-- SUPPLIED DATA --
Begin

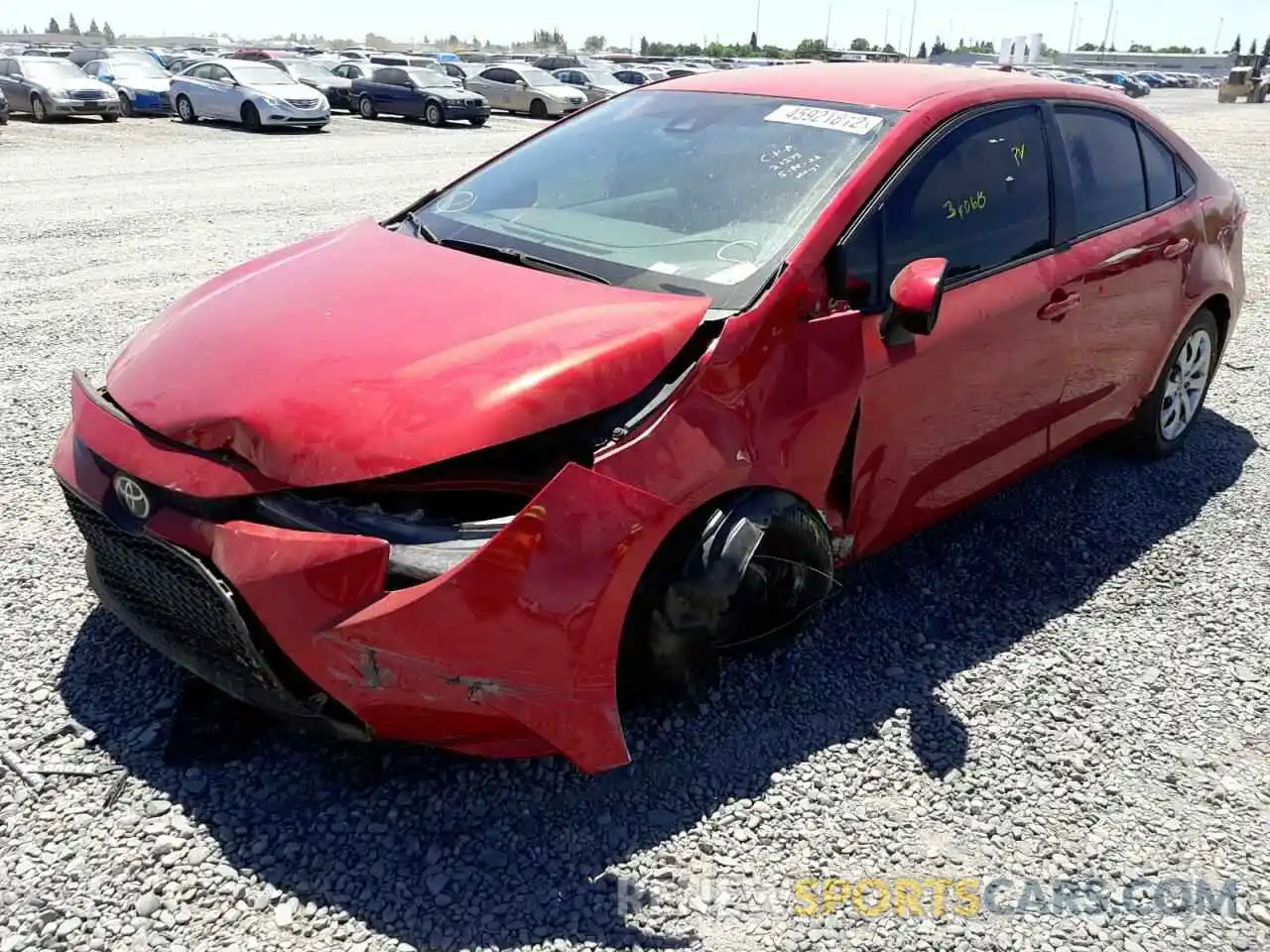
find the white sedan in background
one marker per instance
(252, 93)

End
Begin

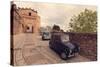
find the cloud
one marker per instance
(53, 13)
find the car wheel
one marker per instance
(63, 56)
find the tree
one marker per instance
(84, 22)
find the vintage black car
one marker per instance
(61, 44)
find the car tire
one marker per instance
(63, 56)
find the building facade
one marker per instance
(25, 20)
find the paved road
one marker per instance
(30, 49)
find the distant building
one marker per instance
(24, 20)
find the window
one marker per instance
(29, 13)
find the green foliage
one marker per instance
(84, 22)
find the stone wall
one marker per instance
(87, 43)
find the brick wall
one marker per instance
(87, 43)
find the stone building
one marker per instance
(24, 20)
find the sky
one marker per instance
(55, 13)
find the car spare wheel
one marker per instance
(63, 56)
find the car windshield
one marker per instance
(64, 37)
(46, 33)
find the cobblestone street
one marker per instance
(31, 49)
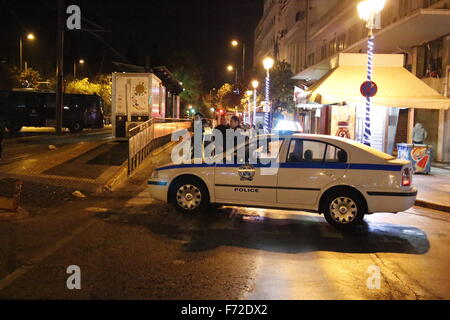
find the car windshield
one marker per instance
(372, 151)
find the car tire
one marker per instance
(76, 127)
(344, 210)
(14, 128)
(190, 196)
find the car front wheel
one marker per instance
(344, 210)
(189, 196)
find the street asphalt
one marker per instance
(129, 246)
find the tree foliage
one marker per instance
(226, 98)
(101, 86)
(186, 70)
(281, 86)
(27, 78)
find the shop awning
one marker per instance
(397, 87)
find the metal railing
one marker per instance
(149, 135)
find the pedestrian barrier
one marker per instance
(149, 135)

End
Begin

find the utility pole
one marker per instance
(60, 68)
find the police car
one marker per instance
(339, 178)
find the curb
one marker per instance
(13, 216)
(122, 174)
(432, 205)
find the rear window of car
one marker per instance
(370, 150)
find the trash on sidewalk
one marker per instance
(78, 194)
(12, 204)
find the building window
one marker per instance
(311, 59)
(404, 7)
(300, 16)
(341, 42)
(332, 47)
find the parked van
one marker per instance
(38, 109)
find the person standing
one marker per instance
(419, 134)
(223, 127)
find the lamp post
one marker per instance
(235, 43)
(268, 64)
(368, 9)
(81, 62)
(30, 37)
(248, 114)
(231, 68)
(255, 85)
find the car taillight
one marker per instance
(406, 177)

End

-- WHAT TO DO --
Filter the records above down to every line that contains the string "window", and copy those lines.

-- SOLUTION BELOW --
find the window
find the rear window of car
find the building window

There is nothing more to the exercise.